Australian (ASX) Stock Market Forum

End of the China bull?

So far I'm thinking something along the lines of USD, JPY, gold. I can't see anything else rallying during the China crash.
Buying stocks would be for afterwards.

IMO holding the 1) Yen with no interest or 2) USD with no interest would be similar to shorting stocks provided you then convert back the AUD. Hard holding currency with no interest though! Buying stocks afterwards as you say could be the go. Looking for the Yen back at 80.:2twocents
 
IMO holding the 1) Yen with no interest or 2) USD with no interest would be similar to shorting stocks provided you then convert back the AUD. Hard holding currency with no interest though! Buying stocks afterwards as you say could be the go. Looking for the Yen back at 80.:2twocents
Well really any interest on AUDs is eaten by inflation after tax, and the yen has no inflation.
Problem is: buying yen or USD invokes being gouged by a bank or <shudder> travelex and their horrendous gouge-spreads. I could just take a position on my forex account, but its not the same.
 
Some recent statistic regarding GDP and analyst opinions of further decline.

Published: Monday, 16 Jan 2012 | 11:09 PM ET

China's economy grew at its weakest pace in 2-1/2 years in the latest quarter and it appeared headed for an even sharper slowdown in the coming months as export demand fades and the housing market falters.

http://www.cnbc.com/id/46017091
 
Officially, economists have declared that China has accomplished a 'soft landing' and may in fact have to relax restrictions now that inflation has been 'tamed' (economist speak for 'we now have deflation'), conveniently forgetting that property has busted, exports have gone off a cliff and the price of oil is essentially causing a recession......

Economists - just an aberration due to Chinese New Year :banghead:

Australia recorded a trade deficit in January, its first in 11 months, as weaker shipments of iron ore and coal contributed to the biggest drop in total exports in almost three years.

Imports outpaced exports by A$673 million ($715 million), from a revised A$1.33 billion surplus in December, the Bureau of Statistics said in a report in Sydney today. It was the biggest shortfall since March 2010. The median estimate in a Bloomberg News survey of 24 economists was for a surplus of A$1.5 billion.

The data add to pressure on Reserve Bank of Australia Governor Glenn Stevens to end a two-month pause in interest-rate cuts after the economy slowed last quarter and payrolls fell in February.

Today’s report showed Australia’s two-way trade weakened in January with each of the nation’s top four trading partners -- China, Japan, the U.S. and South Korea. Exports to Japan sank 16.5 percent, according to the report.
Total coal exports in January declined 5.6 percent and iron ore was down 23 percent, it showed.

Request 1:
According to the forum thread, by what percentage did exports to Japan sink in January?
Request 2:
Write out the forum thread from "Problem is: buying" up to and including "not the same.".
The lines after this point are separate material, unrelated to the forum thread.

Available data:
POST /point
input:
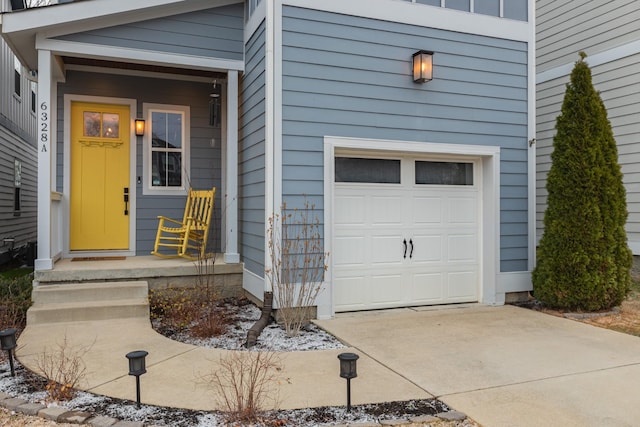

Task answer 1:
16.5 percent

Task answer 2:
Problem is: buying yen or USD invokes being gouged by a bank or <shudder> travelex and their horrendous gouge-spreads. I could just take a position on my forex account, but its not the same.